» PROBLEM TO WORK ON
Repeat the lines of the items below exactly, from the line that contains "object_query = pink flower" through the line that contains "left=28, top=120, right=130, bottom=213", inclusive.

» EXERCISE MATERIALS
• • • • • • •

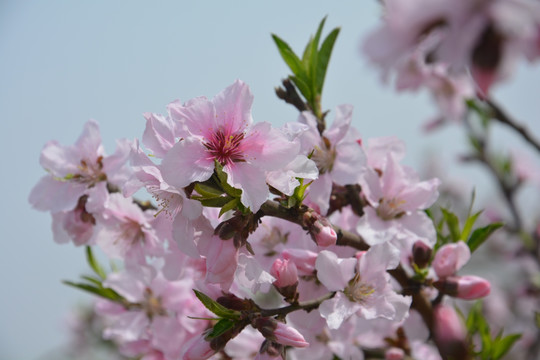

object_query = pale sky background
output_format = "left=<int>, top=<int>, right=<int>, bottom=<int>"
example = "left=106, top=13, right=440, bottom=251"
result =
left=0, top=0, right=540, bottom=360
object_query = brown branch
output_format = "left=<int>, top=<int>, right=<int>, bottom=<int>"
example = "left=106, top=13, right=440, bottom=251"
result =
left=260, top=200, right=434, bottom=333
left=486, top=99, right=540, bottom=152
left=260, top=200, right=369, bottom=250
left=261, top=291, right=336, bottom=317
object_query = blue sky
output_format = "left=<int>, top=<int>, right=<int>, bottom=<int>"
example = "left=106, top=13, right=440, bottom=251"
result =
left=0, top=0, right=540, bottom=360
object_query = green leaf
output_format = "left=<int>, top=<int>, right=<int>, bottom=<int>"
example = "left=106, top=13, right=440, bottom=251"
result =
left=467, top=222, right=504, bottom=253
left=492, top=334, right=521, bottom=360
left=290, top=76, right=314, bottom=106
left=205, top=319, right=235, bottom=340
left=272, top=34, right=305, bottom=78
left=62, top=280, right=123, bottom=302
left=197, top=196, right=234, bottom=207
left=218, top=198, right=240, bottom=217
left=86, top=246, right=107, bottom=280
left=81, top=275, right=103, bottom=287
left=460, top=210, right=482, bottom=241
left=194, top=183, right=223, bottom=198
left=441, top=208, right=461, bottom=242
left=317, top=28, right=340, bottom=94
left=193, top=289, right=240, bottom=320
left=214, top=160, right=242, bottom=197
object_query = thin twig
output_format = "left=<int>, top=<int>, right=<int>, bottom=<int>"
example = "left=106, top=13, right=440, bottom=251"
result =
left=486, top=99, right=540, bottom=152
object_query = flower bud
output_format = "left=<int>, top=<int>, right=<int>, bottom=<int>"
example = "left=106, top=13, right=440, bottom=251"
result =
left=251, top=317, right=309, bottom=348
left=433, top=305, right=468, bottom=359
left=384, top=347, right=405, bottom=360
left=281, top=249, right=317, bottom=275
left=413, top=240, right=431, bottom=269
left=182, top=334, right=215, bottom=360
left=270, top=259, right=298, bottom=288
left=431, top=241, right=471, bottom=278
left=456, top=275, right=491, bottom=300
left=274, top=321, right=309, bottom=348
left=314, top=221, right=337, bottom=247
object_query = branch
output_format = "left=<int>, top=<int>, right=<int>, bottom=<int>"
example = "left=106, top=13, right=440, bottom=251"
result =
left=261, top=291, right=336, bottom=317
left=260, top=200, right=434, bottom=333
left=486, top=99, right=540, bottom=152
left=260, top=200, right=369, bottom=250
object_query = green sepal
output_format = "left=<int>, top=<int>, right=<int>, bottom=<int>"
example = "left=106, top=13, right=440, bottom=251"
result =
left=193, top=289, right=240, bottom=320
left=441, top=208, right=461, bottom=242
left=86, top=246, right=107, bottom=280
left=491, top=334, right=521, bottom=360
left=460, top=210, right=483, bottom=241
left=204, top=319, right=235, bottom=340
left=467, top=222, right=504, bottom=253
left=218, top=198, right=240, bottom=217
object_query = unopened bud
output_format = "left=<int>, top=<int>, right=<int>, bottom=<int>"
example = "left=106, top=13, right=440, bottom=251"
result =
left=431, top=241, right=471, bottom=278
left=182, top=335, right=216, bottom=360
left=270, top=259, right=298, bottom=288
left=384, top=347, right=405, bottom=360
left=457, top=275, right=491, bottom=300
left=281, top=249, right=317, bottom=275
left=413, top=240, right=431, bottom=269
left=433, top=305, right=468, bottom=359
left=314, top=222, right=337, bottom=247
left=274, top=322, right=309, bottom=348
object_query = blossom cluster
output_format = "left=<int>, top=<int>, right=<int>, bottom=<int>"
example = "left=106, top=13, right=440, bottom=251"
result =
left=30, top=77, right=489, bottom=359
left=29, top=0, right=540, bottom=360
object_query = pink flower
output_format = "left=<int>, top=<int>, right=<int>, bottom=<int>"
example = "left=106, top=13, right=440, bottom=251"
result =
left=433, top=305, right=467, bottom=359
left=299, top=105, right=366, bottom=215
left=315, top=243, right=411, bottom=329
left=273, top=321, right=309, bottom=348
left=270, top=259, right=298, bottom=288
left=457, top=275, right=491, bottom=300
left=161, top=81, right=299, bottom=211
left=28, top=120, right=130, bottom=213
left=431, top=241, right=471, bottom=278
left=181, top=335, right=216, bottom=360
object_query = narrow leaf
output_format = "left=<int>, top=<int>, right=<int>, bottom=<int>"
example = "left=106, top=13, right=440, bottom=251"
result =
left=467, top=223, right=504, bottom=252
left=272, top=34, right=305, bottom=77
left=86, top=246, right=107, bottom=280
left=193, top=289, right=240, bottom=320
left=194, top=183, right=223, bottom=198
left=316, top=28, right=340, bottom=94
left=205, top=319, right=234, bottom=340
left=198, top=196, right=234, bottom=207
left=492, top=334, right=521, bottom=360
left=290, top=76, right=314, bottom=105
left=441, top=208, right=461, bottom=242
left=460, top=210, right=482, bottom=241
left=62, top=280, right=122, bottom=302
left=218, top=198, right=240, bottom=217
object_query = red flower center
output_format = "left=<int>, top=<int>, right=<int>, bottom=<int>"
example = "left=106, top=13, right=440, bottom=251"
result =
left=204, top=130, right=244, bottom=165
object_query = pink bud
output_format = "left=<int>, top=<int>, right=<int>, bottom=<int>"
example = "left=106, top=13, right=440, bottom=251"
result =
left=315, top=222, right=337, bottom=247
left=384, top=347, right=405, bottom=360
left=270, top=259, right=298, bottom=288
left=182, top=335, right=216, bottom=360
left=431, top=241, right=471, bottom=278
left=457, top=275, right=491, bottom=300
left=281, top=249, right=317, bottom=275
left=273, top=322, right=309, bottom=348
left=433, top=305, right=467, bottom=359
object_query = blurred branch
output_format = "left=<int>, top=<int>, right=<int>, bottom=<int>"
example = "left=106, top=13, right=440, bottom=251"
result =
left=486, top=99, right=540, bottom=152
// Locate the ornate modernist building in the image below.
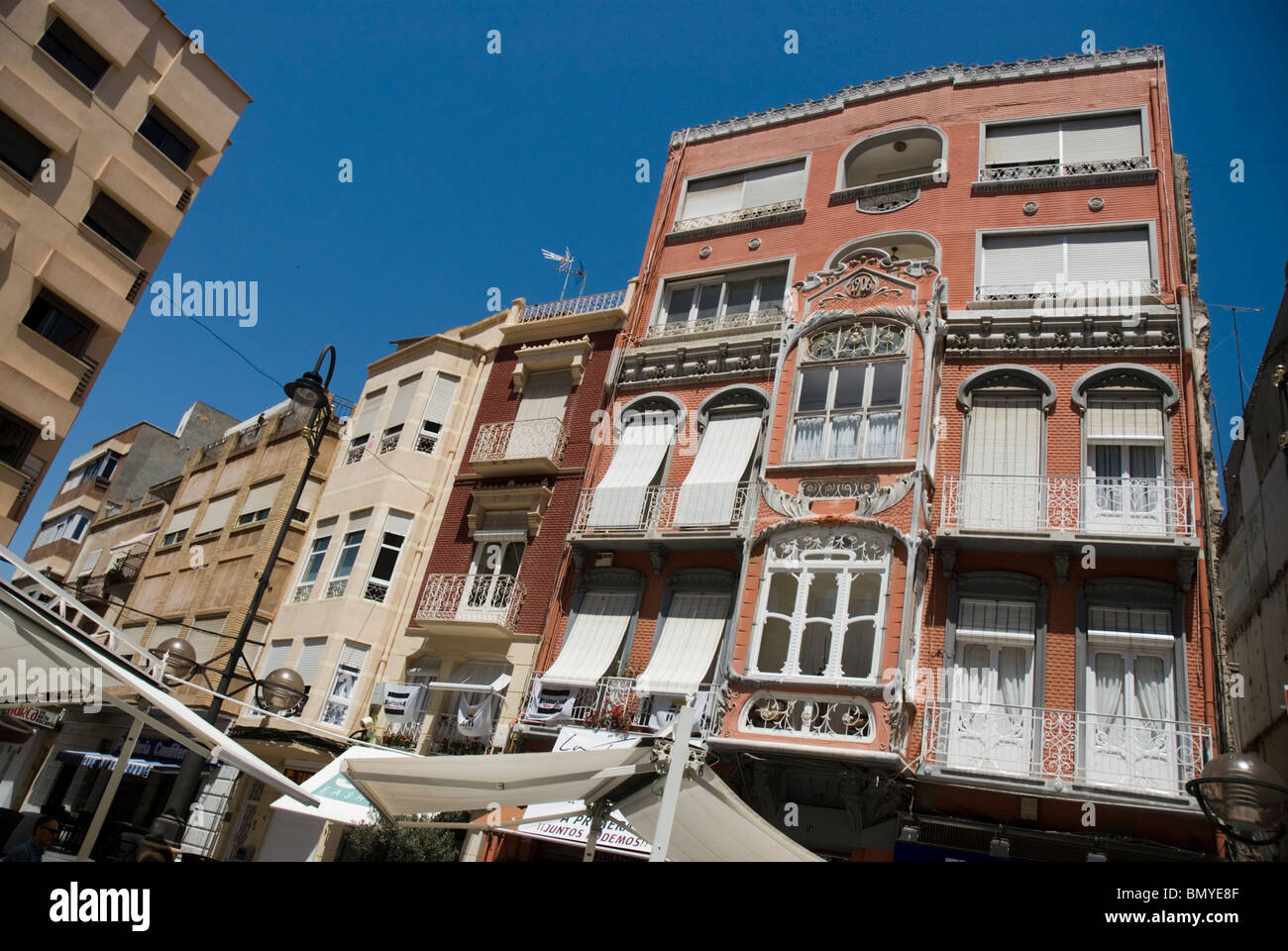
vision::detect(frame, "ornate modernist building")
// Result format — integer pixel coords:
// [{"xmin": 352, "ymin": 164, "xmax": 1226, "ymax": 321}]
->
[{"xmin": 486, "ymin": 48, "xmax": 1218, "ymax": 858}]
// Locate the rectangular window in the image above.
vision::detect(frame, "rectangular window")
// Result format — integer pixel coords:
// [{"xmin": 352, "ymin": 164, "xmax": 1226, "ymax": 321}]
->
[
  {"xmin": 0, "ymin": 408, "xmax": 40, "ymax": 469},
  {"xmin": 85, "ymin": 192, "xmax": 152, "ymax": 261},
  {"xmin": 677, "ymin": 158, "xmax": 805, "ymax": 222},
  {"xmin": 38, "ymin": 18, "xmax": 107, "ymax": 89},
  {"xmin": 657, "ymin": 264, "xmax": 787, "ymax": 331},
  {"xmin": 139, "ymin": 106, "xmax": 197, "ymax": 171},
  {"xmin": 322, "ymin": 641, "xmax": 368, "ymax": 728},
  {"xmin": 791, "ymin": 361, "xmax": 905, "ymax": 463},
  {"xmin": 380, "ymin": 373, "xmax": 420, "ymax": 455},
  {"xmin": 322, "ymin": 510, "xmax": 371, "ymax": 598},
  {"xmin": 0, "ymin": 112, "xmax": 51, "ymax": 181},
  {"xmin": 362, "ymin": 511, "xmax": 412, "ymax": 601},
  {"xmin": 416, "ymin": 373, "xmax": 460, "ymax": 454},
  {"xmin": 22, "ymin": 290, "xmax": 98, "ymax": 359},
  {"xmin": 161, "ymin": 505, "xmax": 197, "ymax": 545}
]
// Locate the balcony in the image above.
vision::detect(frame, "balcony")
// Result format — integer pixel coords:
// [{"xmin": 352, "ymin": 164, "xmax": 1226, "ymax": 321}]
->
[
  {"xmin": 520, "ymin": 674, "xmax": 722, "ymax": 736},
  {"xmin": 939, "ymin": 475, "xmax": 1194, "ymax": 540},
  {"xmin": 921, "ymin": 699, "xmax": 1212, "ymax": 799},
  {"xmin": 416, "ymin": 575, "xmax": 527, "ymax": 638},
  {"xmin": 570, "ymin": 482, "xmax": 757, "ymax": 548},
  {"xmin": 471, "ymin": 417, "xmax": 568, "ymax": 476}
]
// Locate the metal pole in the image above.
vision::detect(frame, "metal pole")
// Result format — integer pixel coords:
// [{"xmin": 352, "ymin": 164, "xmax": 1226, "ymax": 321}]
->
[
  {"xmin": 152, "ymin": 401, "xmax": 331, "ymax": 845},
  {"xmin": 648, "ymin": 702, "xmax": 693, "ymax": 862},
  {"xmin": 76, "ymin": 702, "xmax": 151, "ymax": 862}
]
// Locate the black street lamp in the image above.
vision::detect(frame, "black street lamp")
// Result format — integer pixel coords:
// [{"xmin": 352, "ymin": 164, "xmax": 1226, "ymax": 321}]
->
[
  {"xmin": 152, "ymin": 346, "xmax": 335, "ymax": 845},
  {"xmin": 1185, "ymin": 753, "xmax": 1288, "ymax": 845}
]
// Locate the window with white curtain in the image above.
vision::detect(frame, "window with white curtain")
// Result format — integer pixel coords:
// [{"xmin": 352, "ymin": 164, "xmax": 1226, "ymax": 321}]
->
[
  {"xmin": 791, "ymin": 324, "xmax": 909, "ymax": 463},
  {"xmin": 750, "ymin": 535, "xmax": 889, "ymax": 681},
  {"xmin": 656, "ymin": 264, "xmax": 787, "ymax": 330},
  {"xmin": 675, "ymin": 158, "xmax": 805, "ymax": 223}
]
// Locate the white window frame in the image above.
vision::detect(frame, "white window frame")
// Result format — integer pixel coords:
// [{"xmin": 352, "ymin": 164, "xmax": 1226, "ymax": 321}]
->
[{"xmin": 747, "ymin": 535, "xmax": 893, "ymax": 686}]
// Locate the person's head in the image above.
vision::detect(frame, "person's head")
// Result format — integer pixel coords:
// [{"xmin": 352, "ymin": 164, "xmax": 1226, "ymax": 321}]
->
[{"xmin": 31, "ymin": 815, "xmax": 58, "ymax": 849}]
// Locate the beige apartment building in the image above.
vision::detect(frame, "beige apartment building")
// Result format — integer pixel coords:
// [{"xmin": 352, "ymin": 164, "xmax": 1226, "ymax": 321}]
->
[
  {"xmin": 0, "ymin": 0, "xmax": 250, "ymax": 543},
  {"xmin": 207, "ymin": 312, "xmax": 509, "ymax": 860}
]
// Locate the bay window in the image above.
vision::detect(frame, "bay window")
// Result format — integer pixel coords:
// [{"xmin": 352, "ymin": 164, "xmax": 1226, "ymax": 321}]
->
[
  {"xmin": 751, "ymin": 534, "xmax": 889, "ymax": 681},
  {"xmin": 791, "ymin": 324, "xmax": 907, "ymax": 463}
]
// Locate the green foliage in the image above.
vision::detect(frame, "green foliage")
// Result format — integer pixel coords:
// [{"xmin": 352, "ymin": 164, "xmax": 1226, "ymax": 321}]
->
[{"xmin": 336, "ymin": 810, "xmax": 471, "ymax": 862}]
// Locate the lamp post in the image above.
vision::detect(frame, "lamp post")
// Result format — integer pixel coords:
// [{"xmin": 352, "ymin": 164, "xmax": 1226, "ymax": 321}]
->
[{"xmin": 152, "ymin": 346, "xmax": 335, "ymax": 845}]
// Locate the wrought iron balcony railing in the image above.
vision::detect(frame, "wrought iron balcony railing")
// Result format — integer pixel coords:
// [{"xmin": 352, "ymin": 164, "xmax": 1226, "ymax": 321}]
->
[
  {"xmin": 979, "ymin": 156, "xmax": 1150, "ymax": 181},
  {"xmin": 644, "ymin": 307, "xmax": 783, "ymax": 340},
  {"xmin": 471, "ymin": 417, "xmax": 568, "ymax": 466},
  {"xmin": 939, "ymin": 475, "xmax": 1194, "ymax": 539},
  {"xmin": 572, "ymin": 482, "xmax": 757, "ymax": 537},
  {"xmin": 921, "ymin": 699, "xmax": 1212, "ymax": 799},
  {"xmin": 416, "ymin": 575, "xmax": 527, "ymax": 633},
  {"xmin": 519, "ymin": 290, "xmax": 626, "ymax": 322}
]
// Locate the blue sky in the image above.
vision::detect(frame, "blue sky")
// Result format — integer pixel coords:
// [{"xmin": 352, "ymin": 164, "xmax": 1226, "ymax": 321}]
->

• • • • • • •

» EXERCISE RESULT
object_query = pink flower
output_format = "left=<int>, top=<int>, right=<int>, bottom=<int>"
example = "left=106, top=13, right=440, bottom=251"
result =
left=433, top=305, right=467, bottom=359
left=299, top=105, right=366, bottom=215
left=315, top=243, right=411, bottom=329
left=273, top=321, right=309, bottom=348
left=270, top=259, right=298, bottom=288
left=457, top=275, right=491, bottom=300
left=161, top=81, right=299, bottom=211
left=28, top=120, right=130, bottom=213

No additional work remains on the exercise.